- **Exercises**
**a)** In the passage on the SLC26A4 mutation c.919-2A>G, what share of Chinese children with bilateral moderate to profound SNHL is estimated to carry that mutation?
**b)** Using the passage on the SLC26A4 mutation c.919-2A>G, explain why homozygote frequency can be expected to decline for a time.

Provided passage: Begin

We also examined the population prevalence of c.919A>G among normal hearing control subjects from the Han and Uigur. Among 185 normal hearing controls from the Han of northern and southern areas of China, we identified four individuals with the heterozygous c.919-2A>G mutation. Among 152 normal hearing controls from the Uigur of Xinjiang we identified no individuals with the heterozygous c.919-2A>G mutation. Thus, the percentage of c.919-2A>G carriers in the Han population is approximately 2.2%, whereas ethnic minority groups may show much lower carrier rates.

DISCUSSION

This study analyzed a total of 6542 SLC26A4 alleles, representing the largest study of the common SLC26A4 mutation, c.919-2A>G, in Chinese subjects with moderate to profound SNHL. An estimated 2 million people in China have inherited bilateral SNHL.25 Our results suggest that the c.919-2A>G mutation would be present in approximately 12.5% of Chinese children with bilateral moderate to profound SNHL, translating to a positive test result in approximately 250,000 Chinese individuals with hearing loss.

These findings facilitate implementation of genetic testing by defining the prevalence of c.919-2A>G within a large and diverse population. Modern China is a melting pot of people of more than 56 different ethnic backgrounds, all considered Chinese by heritage. The regional variability in c.919-2A>G allele frequencies correlates with the geographic distribution of ethnic groups. Increasingly, minority groups such as Man from the northeast, Zang and Hui from the western, Mon from Mongolia, and aborigines from the southwest part are admixing with Hans. Consequently, homozygote frequency can be expected to transiently decline according to Wahlund principles.26,27 Analysis of controls from various regions and populations of China to determine the accurate carrier rate was not performed here, but would be expected to correlate with the mutation prevalence among cases.

Provided passage: End
Supplied information: Begin

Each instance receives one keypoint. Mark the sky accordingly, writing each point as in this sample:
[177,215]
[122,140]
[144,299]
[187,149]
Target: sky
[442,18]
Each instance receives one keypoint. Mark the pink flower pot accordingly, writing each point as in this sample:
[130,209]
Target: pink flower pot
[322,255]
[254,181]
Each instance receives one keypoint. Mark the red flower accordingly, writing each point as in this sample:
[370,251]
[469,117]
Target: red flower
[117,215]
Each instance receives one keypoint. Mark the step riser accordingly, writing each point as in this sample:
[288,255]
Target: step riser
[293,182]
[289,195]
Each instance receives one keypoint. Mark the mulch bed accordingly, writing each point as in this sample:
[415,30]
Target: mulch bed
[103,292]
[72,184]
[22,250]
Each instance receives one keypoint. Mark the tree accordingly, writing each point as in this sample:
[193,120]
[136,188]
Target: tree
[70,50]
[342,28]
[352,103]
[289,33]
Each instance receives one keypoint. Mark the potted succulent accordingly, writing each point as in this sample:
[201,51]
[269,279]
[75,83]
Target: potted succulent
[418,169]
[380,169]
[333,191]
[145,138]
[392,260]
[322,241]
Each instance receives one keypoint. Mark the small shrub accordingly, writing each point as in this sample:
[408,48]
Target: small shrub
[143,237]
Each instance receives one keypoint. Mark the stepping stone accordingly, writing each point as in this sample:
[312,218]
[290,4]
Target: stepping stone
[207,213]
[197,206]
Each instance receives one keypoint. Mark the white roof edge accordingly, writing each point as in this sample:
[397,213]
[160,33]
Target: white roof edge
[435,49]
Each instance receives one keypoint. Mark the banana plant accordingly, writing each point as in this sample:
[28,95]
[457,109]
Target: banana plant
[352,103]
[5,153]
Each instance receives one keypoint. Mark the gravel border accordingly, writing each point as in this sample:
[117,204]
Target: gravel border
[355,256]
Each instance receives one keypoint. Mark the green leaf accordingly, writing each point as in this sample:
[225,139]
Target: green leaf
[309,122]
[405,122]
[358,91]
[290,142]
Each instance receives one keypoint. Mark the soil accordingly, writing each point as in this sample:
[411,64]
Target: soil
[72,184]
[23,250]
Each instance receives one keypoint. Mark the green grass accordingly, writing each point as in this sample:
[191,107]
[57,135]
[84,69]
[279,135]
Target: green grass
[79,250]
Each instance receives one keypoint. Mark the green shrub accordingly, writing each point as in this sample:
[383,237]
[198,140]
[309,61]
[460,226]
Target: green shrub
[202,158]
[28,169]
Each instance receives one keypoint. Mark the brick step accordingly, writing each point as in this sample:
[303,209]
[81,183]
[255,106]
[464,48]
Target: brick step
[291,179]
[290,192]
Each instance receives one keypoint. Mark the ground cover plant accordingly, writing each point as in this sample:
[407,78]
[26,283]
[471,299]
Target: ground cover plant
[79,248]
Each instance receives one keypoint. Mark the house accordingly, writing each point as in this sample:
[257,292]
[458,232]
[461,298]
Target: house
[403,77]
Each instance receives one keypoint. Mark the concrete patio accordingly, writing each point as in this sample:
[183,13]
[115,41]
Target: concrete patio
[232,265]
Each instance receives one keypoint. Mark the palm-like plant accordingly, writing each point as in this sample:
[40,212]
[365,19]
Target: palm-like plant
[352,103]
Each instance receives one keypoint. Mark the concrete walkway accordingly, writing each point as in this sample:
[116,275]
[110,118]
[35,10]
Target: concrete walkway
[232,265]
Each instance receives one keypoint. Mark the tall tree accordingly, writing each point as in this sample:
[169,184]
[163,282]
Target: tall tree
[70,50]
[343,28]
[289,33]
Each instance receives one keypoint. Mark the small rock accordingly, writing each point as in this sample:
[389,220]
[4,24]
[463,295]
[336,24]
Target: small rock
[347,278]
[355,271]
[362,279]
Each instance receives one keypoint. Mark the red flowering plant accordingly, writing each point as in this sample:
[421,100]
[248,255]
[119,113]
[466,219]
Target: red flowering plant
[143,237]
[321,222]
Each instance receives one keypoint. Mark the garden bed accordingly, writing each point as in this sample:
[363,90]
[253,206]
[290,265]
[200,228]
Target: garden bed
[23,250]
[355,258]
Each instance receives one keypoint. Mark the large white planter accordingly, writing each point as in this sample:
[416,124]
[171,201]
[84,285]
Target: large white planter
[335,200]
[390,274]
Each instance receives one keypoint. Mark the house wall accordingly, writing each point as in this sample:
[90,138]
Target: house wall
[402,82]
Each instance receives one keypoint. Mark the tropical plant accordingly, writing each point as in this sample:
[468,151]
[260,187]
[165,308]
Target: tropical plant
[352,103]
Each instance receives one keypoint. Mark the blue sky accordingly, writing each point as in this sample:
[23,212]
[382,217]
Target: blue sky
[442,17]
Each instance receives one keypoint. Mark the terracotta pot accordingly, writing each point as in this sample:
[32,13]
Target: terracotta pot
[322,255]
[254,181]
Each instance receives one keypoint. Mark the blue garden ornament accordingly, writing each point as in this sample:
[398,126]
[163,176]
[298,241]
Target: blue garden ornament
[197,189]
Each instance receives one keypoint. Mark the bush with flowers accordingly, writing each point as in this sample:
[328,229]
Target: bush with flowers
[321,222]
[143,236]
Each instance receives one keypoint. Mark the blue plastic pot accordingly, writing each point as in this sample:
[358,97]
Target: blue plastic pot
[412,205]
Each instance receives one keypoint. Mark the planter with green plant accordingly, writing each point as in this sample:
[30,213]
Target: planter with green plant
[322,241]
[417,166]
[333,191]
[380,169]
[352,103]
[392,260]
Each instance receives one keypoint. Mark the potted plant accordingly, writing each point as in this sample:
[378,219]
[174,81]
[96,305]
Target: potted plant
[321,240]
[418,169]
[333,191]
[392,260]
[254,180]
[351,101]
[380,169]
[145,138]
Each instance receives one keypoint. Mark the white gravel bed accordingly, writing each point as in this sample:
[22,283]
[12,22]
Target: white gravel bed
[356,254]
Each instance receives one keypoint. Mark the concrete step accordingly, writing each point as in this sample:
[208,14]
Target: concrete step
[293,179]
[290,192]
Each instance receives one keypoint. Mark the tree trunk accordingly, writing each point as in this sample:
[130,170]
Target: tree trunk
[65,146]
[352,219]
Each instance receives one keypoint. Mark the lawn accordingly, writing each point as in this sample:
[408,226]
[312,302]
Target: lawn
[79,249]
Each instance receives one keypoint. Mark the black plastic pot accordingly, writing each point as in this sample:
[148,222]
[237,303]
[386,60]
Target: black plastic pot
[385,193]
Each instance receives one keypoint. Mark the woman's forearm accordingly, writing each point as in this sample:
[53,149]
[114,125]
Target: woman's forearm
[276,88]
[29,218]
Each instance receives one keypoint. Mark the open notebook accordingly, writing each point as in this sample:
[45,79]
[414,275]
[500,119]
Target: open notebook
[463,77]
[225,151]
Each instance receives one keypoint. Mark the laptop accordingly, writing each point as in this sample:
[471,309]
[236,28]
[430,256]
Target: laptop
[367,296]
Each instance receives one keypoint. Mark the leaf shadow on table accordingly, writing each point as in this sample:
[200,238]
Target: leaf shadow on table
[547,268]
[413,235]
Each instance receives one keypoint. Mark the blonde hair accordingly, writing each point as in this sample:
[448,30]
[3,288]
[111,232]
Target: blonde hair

Supplied information: End

- **Responses in order**
**a)** Approximately 12.5%.

**b)** Minority groups such as the Man, Zang, Hui, Mon and southwestern aborigines are increasingly admixing with Hans. Under Wahlund principles, this mixing is expected to cause a transient decline in homozygote frequency.